## CHALLENGE
Copy every line of the records below word for word, but leave out the pictures.

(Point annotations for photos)
>> BEGIN

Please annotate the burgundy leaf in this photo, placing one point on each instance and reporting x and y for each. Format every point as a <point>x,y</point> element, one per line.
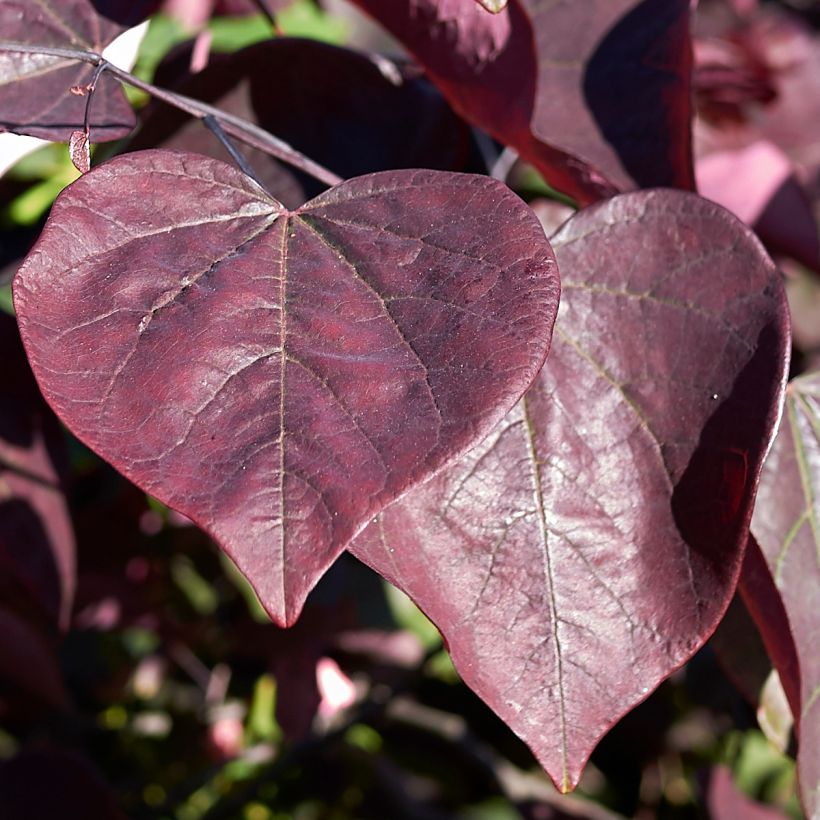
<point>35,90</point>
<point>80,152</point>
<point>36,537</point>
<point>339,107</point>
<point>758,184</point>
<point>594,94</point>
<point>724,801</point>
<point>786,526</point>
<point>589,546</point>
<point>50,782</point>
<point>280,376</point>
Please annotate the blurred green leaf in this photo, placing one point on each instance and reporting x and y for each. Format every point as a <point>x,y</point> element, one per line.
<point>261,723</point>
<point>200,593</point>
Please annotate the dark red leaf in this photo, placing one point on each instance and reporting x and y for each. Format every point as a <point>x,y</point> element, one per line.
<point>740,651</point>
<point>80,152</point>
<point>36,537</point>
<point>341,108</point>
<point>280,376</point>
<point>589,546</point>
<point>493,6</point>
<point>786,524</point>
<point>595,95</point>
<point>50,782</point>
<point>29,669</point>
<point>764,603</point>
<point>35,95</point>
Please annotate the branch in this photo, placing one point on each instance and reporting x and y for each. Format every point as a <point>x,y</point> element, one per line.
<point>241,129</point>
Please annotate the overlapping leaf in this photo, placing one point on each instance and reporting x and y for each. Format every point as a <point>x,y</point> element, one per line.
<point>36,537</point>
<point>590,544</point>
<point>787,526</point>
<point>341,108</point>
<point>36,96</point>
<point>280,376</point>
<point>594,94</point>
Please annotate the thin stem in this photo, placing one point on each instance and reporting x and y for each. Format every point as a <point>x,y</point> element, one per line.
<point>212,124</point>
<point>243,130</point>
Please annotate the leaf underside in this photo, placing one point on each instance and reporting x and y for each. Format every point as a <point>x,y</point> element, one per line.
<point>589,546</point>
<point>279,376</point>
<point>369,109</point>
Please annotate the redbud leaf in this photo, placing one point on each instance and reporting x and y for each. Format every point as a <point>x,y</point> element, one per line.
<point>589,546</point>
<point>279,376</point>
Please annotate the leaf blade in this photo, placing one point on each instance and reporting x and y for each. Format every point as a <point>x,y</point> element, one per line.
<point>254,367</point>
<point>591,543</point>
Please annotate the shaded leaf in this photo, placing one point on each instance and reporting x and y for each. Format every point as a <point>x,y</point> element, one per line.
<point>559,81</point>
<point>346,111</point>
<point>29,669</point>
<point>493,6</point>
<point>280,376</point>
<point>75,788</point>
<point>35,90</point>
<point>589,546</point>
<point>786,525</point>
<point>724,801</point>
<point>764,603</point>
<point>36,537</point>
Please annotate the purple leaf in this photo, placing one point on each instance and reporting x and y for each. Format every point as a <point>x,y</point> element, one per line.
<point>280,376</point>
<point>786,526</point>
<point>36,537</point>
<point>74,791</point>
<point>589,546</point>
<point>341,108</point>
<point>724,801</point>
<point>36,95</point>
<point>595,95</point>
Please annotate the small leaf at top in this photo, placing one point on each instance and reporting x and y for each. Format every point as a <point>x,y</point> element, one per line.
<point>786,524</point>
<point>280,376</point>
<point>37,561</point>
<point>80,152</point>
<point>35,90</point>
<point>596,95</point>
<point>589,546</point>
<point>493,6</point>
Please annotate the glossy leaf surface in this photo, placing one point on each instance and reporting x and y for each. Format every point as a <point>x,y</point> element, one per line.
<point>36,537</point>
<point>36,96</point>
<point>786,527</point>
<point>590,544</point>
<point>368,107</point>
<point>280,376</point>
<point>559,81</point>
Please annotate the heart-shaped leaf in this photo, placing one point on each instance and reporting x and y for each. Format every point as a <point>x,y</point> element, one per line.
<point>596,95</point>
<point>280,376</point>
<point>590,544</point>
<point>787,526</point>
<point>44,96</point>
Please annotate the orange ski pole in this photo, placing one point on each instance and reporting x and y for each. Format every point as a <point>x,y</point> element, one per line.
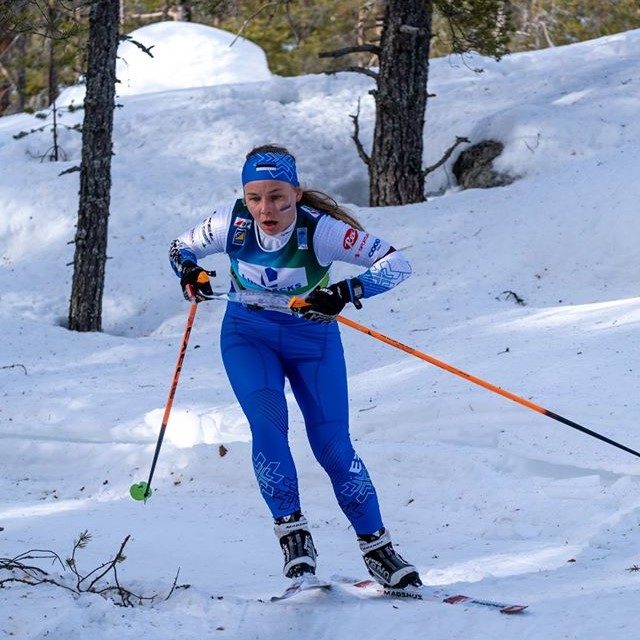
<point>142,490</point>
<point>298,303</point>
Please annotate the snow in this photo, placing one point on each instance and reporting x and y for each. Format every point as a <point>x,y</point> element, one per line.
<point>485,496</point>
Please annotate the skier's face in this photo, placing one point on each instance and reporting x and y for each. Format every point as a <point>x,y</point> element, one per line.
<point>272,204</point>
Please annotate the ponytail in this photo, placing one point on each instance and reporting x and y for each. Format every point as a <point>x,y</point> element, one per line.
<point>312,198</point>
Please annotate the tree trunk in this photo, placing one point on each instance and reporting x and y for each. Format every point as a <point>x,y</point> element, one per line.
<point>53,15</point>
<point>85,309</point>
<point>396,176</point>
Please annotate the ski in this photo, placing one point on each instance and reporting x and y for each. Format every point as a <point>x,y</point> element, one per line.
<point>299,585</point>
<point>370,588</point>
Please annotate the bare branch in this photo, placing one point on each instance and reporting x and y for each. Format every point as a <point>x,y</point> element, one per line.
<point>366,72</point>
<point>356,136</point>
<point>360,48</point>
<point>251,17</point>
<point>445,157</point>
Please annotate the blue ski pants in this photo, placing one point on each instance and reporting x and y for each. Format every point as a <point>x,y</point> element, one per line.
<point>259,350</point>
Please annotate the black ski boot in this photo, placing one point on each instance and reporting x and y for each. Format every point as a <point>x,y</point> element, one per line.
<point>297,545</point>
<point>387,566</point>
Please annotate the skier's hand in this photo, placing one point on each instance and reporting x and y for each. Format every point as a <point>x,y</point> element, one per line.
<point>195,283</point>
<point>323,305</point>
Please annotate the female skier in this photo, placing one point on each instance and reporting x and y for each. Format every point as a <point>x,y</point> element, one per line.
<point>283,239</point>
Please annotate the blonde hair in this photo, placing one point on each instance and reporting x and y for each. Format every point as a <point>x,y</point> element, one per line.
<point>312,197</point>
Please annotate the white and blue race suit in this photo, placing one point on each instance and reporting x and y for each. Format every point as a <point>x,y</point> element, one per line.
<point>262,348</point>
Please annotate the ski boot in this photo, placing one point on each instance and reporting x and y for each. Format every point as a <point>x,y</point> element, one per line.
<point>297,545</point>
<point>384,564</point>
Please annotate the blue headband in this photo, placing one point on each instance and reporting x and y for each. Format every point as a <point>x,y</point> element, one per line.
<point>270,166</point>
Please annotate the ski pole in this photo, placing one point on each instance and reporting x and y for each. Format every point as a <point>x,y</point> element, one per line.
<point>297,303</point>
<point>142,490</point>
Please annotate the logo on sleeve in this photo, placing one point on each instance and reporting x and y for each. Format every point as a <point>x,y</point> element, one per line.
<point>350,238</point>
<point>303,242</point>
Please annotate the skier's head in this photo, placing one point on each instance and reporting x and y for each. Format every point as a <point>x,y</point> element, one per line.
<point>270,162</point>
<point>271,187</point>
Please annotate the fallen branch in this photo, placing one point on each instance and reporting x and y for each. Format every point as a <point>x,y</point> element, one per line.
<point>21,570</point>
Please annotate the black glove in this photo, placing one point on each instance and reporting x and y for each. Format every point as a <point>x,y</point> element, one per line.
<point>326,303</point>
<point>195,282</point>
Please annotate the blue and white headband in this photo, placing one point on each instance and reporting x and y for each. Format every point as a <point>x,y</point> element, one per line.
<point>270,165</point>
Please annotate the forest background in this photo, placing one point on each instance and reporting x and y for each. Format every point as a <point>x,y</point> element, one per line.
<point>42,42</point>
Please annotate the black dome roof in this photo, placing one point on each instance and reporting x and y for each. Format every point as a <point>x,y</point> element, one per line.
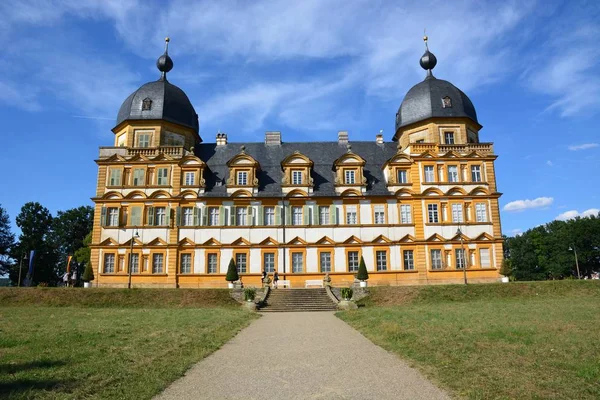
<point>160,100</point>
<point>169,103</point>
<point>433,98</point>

>> END

## COMPLETE RESPONSE
Please annotate the burgundy leaf in this photo, placing one point on each instance and reporting x and y for each. Format every point as a <point>x,y</point> element, one per line.
<point>35,90</point>
<point>80,152</point>
<point>36,537</point>
<point>339,107</point>
<point>758,184</point>
<point>594,94</point>
<point>724,801</point>
<point>786,526</point>
<point>589,546</point>
<point>50,782</point>
<point>280,376</point>
Please annotate the blurred green leaf in this photo, placing one point on each instance and reporting x and y for each. Format every point as a <point>x,y</point> element, one per line.
<point>261,723</point>
<point>200,593</point>
Please annotate the dark red leaf in this photo, placing one point on each instance and reporting x and y for each. Format every point as a <point>x,y</point> element, one per line.
<point>740,651</point>
<point>80,152</point>
<point>36,537</point>
<point>341,108</point>
<point>280,376</point>
<point>589,546</point>
<point>493,6</point>
<point>786,524</point>
<point>595,95</point>
<point>50,782</point>
<point>29,669</point>
<point>764,603</point>
<point>35,95</point>
Please annotate the branch in this photo, placing one point on each instance and reporting x and y for each. Format every point as a <point>x,y</point> element, one per line.
<point>241,129</point>
Please annotate the overlapping leaf in this photo, placing one point on each instance and reporting x and y for each. Format every point as a <point>x,y</point> element, one per line.
<point>36,537</point>
<point>590,544</point>
<point>787,526</point>
<point>341,108</point>
<point>36,96</point>
<point>280,376</point>
<point>594,94</point>
Please annotate the thin stem in this photo, placing one point on each instance and reporting x and y for each. Format every point as a <point>x,y</point> element, one per line.
<point>212,124</point>
<point>243,130</point>
Please annotate the leaf underside in this photo, placing one point on each instance and reporting x and y for each. Format every point as a <point>x,y</point> element, one per line.
<point>589,546</point>
<point>279,376</point>
<point>369,109</point>
Please annotate the redbud leaf in this photo, placing one point on each instance and reporting x and y for each. Format every point as a <point>x,y</point> element, one per line.
<point>589,546</point>
<point>279,376</point>
Please annotate the leaf blade in this photo, placing one point on each instance and reporting x and y for each. Format every point as a <point>x,y</point> element, one per line.
<point>254,367</point>
<point>591,543</point>
Please annotate the shaded leaf in this photo, placing one point on each instance and reporting x and y for each. Format every point as a <point>x,y</point> element, one per line.
<point>559,81</point>
<point>346,111</point>
<point>29,669</point>
<point>493,6</point>
<point>280,376</point>
<point>75,788</point>
<point>35,90</point>
<point>589,546</point>
<point>786,525</point>
<point>724,801</point>
<point>764,603</point>
<point>36,537</point>
Please annotate the purple leaf in this photo, placing one point on each instance and reporting x and y for each. Format every point as a <point>x,y</point> element, one per line.
<point>280,376</point>
<point>786,526</point>
<point>36,537</point>
<point>74,791</point>
<point>589,546</point>
<point>341,108</point>
<point>724,801</point>
<point>36,95</point>
<point>595,95</point>
Please annotate the small leaf at top in this photo, placing one point on each instance and reporting x and y for each. Format every point as a <point>x,y</point> element, one per line.
<point>786,524</point>
<point>280,376</point>
<point>37,561</point>
<point>80,152</point>
<point>35,90</point>
<point>596,95</point>
<point>589,546</point>
<point>493,6</point>
Please annotate the glossy leaf surface in this photo, placing one point on each instance and reporting x and y for each. Format every point as a <point>x,y</point> element, one per line.
<point>36,537</point>
<point>36,96</point>
<point>786,527</point>
<point>590,544</point>
<point>368,107</point>
<point>280,376</point>
<point>559,81</point>
Please annotate the heart-shaped leaf in this photo, placing one point on each instance and reporting x and y for each. Format every point as a <point>x,y</point> element, one per line.
<point>596,95</point>
<point>280,376</point>
<point>590,544</point>
<point>787,526</point>
<point>44,96</point>
Please annotate the orange ski pole in this photo, placing one point on each instance and reporting x and y for each. Format every point as a <point>x,y</point> element, one per line.
<point>142,490</point>
<point>298,303</point>
Please annotate the snow in this photo, placing one point on each instance and reporting x and y for each. Format every point as a <point>x,y</point> element, one per line.
<point>485,496</point>
Please annotate the skier's face in this photo, placing one point on each instance and reporting x and y for each. Format every point as a <point>x,y</point> element, one per line.
<point>272,204</point>
Please annotate the ponytail in this photo, placing one point on each instance and reporting x and y for each. Format every point as a <point>x,y</point> element, one per line.
<point>312,198</point>
Please annotate the tree trunk in this photo, placing one point on each instance and reporting x and y for each. Format every point as a <point>x,y</point> element, one per line.
<point>53,15</point>
<point>85,309</point>
<point>396,176</point>
Please annotate the ski in this photo, placing one point on each instance and reporting x and y for each. Format every point as a <point>x,y</point> element, one per line.
<point>299,585</point>
<point>370,588</point>
Please annotate the bare branch in this photo, placing one point on each instance and reporting x and y for each. Format every point as a <point>x,y</point> element, one per line.
<point>366,72</point>
<point>356,136</point>
<point>360,48</point>
<point>251,17</point>
<point>445,157</point>
Please annotate the blue ski pants in this photo, placing one point on each instance and reporting x and y for each. Format every point as a <point>x,y</point> element, one per line.
<point>259,350</point>
Please annotate the black ski boot in this photo, placing one point on each instance and reporting x and y for each. Format every point as a <point>x,y</point> element, one per line.
<point>297,545</point>
<point>387,566</point>
Please annotate the skier's hand in this photo, placing one point on each instance and reporting x and y for each. Format every point as a <point>x,y</point> element, one per line.
<point>195,283</point>
<point>323,305</point>
Please annotate the female skier in this photo, placing one point on each instance and reporting x and y for each. Format every point as a <point>x,y</point> element, one per line.
<point>283,239</point>
Please annotate the blonde hair in this photo, placing one point on each instance and reporting x and y for each. Format every point as a <point>x,y</point> element, one per line.
<point>312,197</point>
Please annotate the white and blue race suit in this photo, placing one point on each instance and reporting x and y for each. Format every point as a <point>x,y</point> element, one per line.
<point>262,348</point>
Please annotate the ski boot in this photo, placing one point on each instance and reporting x and y for each. Format every point as a <point>x,y</point> element, one per line.
<point>297,545</point>
<point>384,564</point>
Please annotate the blue headband in this photo, placing one point on each instance and reporting x and y for each. Format every point as a <point>x,y</point> element, one per line.
<point>270,166</point>
Please annotate the ski pole in this photo, placing one point on each instance and reporting x and y for each. Format every point as a <point>x,y</point> element, one per line.
<point>297,303</point>
<point>142,490</point>
Please annotate the logo on sleeve in this photo, placing one point on each instance and reporting x and y for each. Format every point as a <point>x,y</point> element, one per line.
<point>350,238</point>
<point>303,242</point>
Please annotate the skier's head in this photo, placing one point on each instance and reporting x and y for each. Format every point as a <point>x,y</point> element, one per line.
<point>270,162</point>
<point>271,187</point>
Please annotate the fallen branch in this photo, placing one point on each instance and reporting x and y for each. Format every point as a <point>x,y</point> element, one per line.
<point>21,570</point>
Please annotate the black glove in this photo, placing one point on each instance and reporting x and y for each. Format every point as a <point>x,y</point> element, one per line.
<point>326,303</point>
<point>195,282</point>
Please annotate the blue and white headband in this photo, placing one point on each instance and reporting x and y for each. Format every point as a <point>x,y</point> element, one per line.
<point>270,165</point>
Please annotate the forest background in this photo, placing one point on each instance and reporting x and y for each. Format every point as a <point>x,y</point> element, one per line.
<point>42,42</point>
Please annotate the black dome roof in this photo, placing one point on each instance and reporting x and y for each. Format every point as a <point>x,y</point> element, one per line.
<point>160,100</point>
<point>169,103</point>
<point>433,98</point>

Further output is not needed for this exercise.